* Excerto para ler:
Vender com um Fiat 1100
Ana Paula Rafael descende de gente empreendedora. A empresa, cujo nome reúne as iniciais dos fundadores (Dias, Hélder, Mateus e Ramiro), nasceu “do arrojo e da qualidade” do trabalho do pai e do tio, alfaiates de profissão, que pegaram na já afamada alfaiataria do avô paterno de Ana Paula, a José Marques Rafael & Filhos, construíram novas instalações e transformaram-na numa indústria de confeção bem-sucedida. “Começaram a Dielmar com pouco mais de 20 pessoas, que trouxeram da alfaiataria do meu avô, pessoas com muito treino e muita habilidade nesta arte, e um ano e meio depois já tinham 100 trabalhadores”, relembra.
O Fiat 1100 de José Marques era o veículo usado por Hélder Rafael e pelo seu irmão para os contactos comerciais. “O meu pai levava dois dias a chegar ao Algarve ou a Viana do Castelo. Isso é que era ser empreendedor! Os vias de comunicação eram muito más, mas eles saíam com as malinhas na mão para ir vender pelo país, num Fiat 1100!” Cedo detetaram um nicho de mercado totalmente por explorar: o do pronto-a-vestir. Estávamos em 1965, a moda pronta não existia ainda e foi nessa direção que a empresa inovou. O negócio alargou, sempre dirigido a um segmento masculino, médio-alto, e revelou-se um sucesso. “O meu pai era um comercial fora de série e ainda é muito querido por grande parte dos clientes. Rapidamente conseguiu vender de norte a sul do país, em especial na zona da Grande Lisboa.”
O rombo da crise
A construção da empresa foi um upgrade no negócio da alfaiataria, ao introduzir uma solução industrial, mantendo ao mesmo tempo as operações de alfaiataria, aspeto que sempre distinguiu a Dielmar da concorrência. Hoje, a Dielmar confeciona diariamente 500 casacos e cerca de 700 calças.
A produção é exclusivamente masculina e de roupa exterior. Até há pouco tempo a faturação anual situava-se nos 16 milhões de euros, mas a crise de 2011 a 2013 fez com que a marca perdesse quota, não só em Portugal como em Espanha, o seu principal mercado internacional.
O ano 2010 foi o melhor no ramo da distribuição própria, mas depois seguiu-se a grande queda. “À exceção das empresas estritamente focadas no mercado externo e das de atividades de tecnologia de ponta, todas as outras comeram o pão que o diabo amassou.” Foram anos “perfeitamente devastadores”. A faturação baixou 2,2 milhões de euros num ano e meio. A empresa vai fechar 2015 com 15 milhões de euros.
A recuperação desta crise coincidiu com a segunda entrada da CEO na administração da empresa. Em 1998, o pai e o tio chamaram-na. Ana Paula tinha uma vida bem-sucedida no seu escritório de advocacia e em pequenos negócios na região (lojas de roupa de criança e de adolescente, de bijutaria e uma papelaria) e na condução da NERCAB (Núcleo Empresarial da Região de Castelo Branco), onde esteve durante nove anos. “Eu adorava o que fazia. Tive de ponderar muito bem a entrada na Dielmar, que implicava trabalhar junto da família e largar tudo aquilo que me fazia sentir muito realizada.”

* O que fazer: Prossiga o texto sobre a Dielmar a partir da última frase apresentada.

* Dados fornecidos:
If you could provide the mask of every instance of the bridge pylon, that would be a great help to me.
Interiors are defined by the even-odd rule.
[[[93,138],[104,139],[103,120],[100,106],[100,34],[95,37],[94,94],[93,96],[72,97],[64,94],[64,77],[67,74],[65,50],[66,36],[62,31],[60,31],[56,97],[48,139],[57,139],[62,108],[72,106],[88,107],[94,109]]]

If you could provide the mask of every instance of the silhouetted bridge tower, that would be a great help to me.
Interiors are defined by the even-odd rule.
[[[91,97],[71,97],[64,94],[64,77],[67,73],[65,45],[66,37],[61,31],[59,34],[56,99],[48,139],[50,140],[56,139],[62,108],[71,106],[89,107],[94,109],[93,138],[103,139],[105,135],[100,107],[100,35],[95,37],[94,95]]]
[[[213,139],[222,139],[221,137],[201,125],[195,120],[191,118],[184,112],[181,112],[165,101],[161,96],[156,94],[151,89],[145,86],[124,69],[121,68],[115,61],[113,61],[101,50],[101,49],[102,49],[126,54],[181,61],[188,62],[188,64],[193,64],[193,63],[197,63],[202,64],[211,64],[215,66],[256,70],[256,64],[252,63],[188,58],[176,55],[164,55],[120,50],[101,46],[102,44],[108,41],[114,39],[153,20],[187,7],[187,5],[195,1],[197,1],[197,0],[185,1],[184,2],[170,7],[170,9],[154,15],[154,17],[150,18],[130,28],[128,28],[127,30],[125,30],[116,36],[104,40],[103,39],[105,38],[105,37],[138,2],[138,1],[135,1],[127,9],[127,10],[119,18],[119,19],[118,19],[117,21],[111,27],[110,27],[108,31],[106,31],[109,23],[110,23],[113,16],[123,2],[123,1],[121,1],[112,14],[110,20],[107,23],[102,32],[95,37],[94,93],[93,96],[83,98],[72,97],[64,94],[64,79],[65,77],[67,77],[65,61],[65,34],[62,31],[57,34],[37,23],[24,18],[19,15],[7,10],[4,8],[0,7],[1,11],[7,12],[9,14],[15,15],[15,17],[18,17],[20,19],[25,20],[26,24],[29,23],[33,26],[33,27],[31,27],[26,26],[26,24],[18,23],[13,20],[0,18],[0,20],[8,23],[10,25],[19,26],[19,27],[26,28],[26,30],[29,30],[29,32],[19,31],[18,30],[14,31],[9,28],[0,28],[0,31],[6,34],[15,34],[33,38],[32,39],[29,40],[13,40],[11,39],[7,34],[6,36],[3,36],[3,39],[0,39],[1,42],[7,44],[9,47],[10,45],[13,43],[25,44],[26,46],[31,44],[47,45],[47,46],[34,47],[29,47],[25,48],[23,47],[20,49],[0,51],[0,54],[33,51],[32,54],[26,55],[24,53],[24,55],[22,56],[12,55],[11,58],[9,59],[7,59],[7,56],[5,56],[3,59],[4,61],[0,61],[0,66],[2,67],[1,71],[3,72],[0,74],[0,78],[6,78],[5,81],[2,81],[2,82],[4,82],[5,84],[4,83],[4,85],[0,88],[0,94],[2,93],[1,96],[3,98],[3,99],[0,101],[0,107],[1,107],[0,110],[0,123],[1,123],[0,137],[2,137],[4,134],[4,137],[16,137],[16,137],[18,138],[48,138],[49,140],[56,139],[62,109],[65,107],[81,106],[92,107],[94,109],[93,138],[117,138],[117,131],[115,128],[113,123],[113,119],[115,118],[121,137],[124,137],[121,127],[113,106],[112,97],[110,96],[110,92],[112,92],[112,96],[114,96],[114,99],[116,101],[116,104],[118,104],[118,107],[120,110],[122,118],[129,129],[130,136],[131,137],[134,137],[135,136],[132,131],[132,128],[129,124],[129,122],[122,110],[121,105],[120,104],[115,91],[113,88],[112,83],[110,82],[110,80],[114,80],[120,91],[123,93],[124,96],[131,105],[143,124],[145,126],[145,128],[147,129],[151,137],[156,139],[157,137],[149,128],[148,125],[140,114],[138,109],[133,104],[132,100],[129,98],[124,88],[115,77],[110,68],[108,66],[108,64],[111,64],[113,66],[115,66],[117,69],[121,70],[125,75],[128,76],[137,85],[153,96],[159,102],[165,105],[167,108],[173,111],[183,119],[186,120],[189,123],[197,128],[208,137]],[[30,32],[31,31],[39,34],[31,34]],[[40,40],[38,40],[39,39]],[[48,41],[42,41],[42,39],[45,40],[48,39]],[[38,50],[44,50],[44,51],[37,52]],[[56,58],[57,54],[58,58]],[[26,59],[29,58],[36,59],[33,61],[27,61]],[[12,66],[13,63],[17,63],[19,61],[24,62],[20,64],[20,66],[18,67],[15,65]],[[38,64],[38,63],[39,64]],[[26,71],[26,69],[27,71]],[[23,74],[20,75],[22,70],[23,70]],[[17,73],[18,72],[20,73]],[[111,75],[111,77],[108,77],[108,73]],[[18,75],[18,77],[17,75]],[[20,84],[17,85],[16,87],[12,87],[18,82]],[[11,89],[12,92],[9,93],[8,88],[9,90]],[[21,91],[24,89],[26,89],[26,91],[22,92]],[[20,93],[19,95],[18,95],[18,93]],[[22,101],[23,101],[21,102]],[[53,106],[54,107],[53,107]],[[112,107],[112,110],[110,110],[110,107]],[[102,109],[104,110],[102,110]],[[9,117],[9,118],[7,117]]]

* Resposta à tarefa:
Da indústria à distribuição
Acabou por aceitar o desafio, entrando na direção no dia 1 de Abril de 1999. Mas em 2002 decidiu sair. “A minha visão era levar a empresa no caminho da internacionalização da marca, com a presença em feiras internacionais e abertura de lojas próprias em sistema de franchising. A administração não partilhava desta visão e não tendo nenhum projeto novo em que pudesse ser útil à empresa, decidi sair”, explica.
Em 2007, os acionistas, incluindo o irmão Luís Filipe Rafael, convidaram-na a regressar e Ana Paula cedeu às insistências. Entrou durante a crise de 2008 e iniciou um processo de profissionalização da empresa, criando vários departamentos autónomos e com direções — financeira, informática, estilismo, produção, manutenção, marketing, qualidade e logística — compostas por quadros externos ao capital. Pouco tempo depois acabaram por adquirir o capital ao ramo familiar do seu tio e hoje detêm a maioria do capital.
A missão de Ana Paula foi a de levar a Dielmar da indústria para a distribuição e serviços, e criar uma marca própria.
Para onde vai a Dielmar
A estratégia tem em vista a internacionalização, processo que iniciou em 2010. “Não posso morrer sem fazer da Dielmar a multinacional com que sonhei quando tinha 16 anos”, afirma. A empresária quer abrir lojas próprias com parceiros locais um pouco por todo o mundo.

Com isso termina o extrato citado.